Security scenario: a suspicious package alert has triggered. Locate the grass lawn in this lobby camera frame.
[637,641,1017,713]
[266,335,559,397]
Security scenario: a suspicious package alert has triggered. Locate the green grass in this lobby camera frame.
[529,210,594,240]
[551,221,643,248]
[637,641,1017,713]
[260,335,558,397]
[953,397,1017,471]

§ 练习题目:
将上方列表的全部行改写为 Markdown 表格，列名为“序号”和“内容”，空行略去。

§ 回复:
| 序号 | 内容 |
|---|---|
| 1 | Security scenario: a suspicious package alert has triggered. Locate the grass lawn in this lobby camera frame. |
| 2 | [637,641,1017,713] |
| 3 | [266,335,559,397] |
| 4 | Security scenario: a suspicious package alert has triggered. Locate the green grass in this lobby camera frame. |
| 5 | [529,210,594,240] |
| 6 | [551,221,643,248] |
| 7 | [637,641,1017,713] |
| 8 | [260,335,558,397] |
| 9 | [953,397,1017,471] |